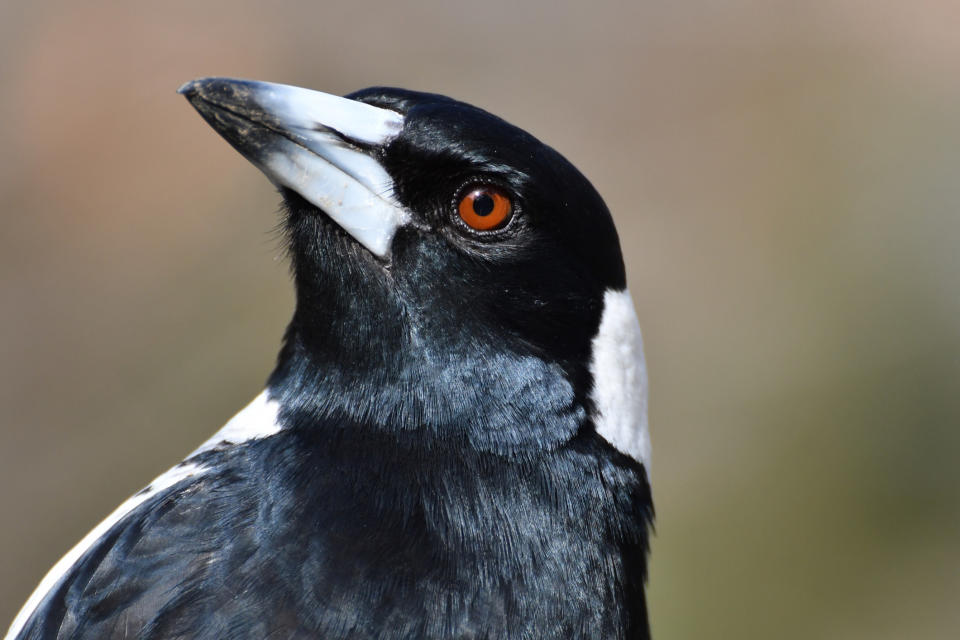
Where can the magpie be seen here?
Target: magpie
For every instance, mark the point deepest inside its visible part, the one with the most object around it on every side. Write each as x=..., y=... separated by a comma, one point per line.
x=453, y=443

------------------------------------------------------------------------

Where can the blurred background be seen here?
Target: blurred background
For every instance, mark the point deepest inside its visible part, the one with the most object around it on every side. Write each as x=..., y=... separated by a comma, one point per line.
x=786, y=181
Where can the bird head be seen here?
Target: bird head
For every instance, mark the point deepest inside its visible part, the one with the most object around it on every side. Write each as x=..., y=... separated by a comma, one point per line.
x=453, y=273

------------------------------------------------------------------------

• _What the task asks_
Write out again the lines starting at the one containing "Where can the magpie be seen here?" and ending at the one containing "x=453, y=443", adding 78 to every coordinate in the answers.

• _The response_
Where can the magpie be seen here?
Target: magpie
For every instance, mark the point deepest inside its visible part, the one with the most object around it on every side. Write each as x=..., y=... separated by a comma, one point per line.
x=531, y=521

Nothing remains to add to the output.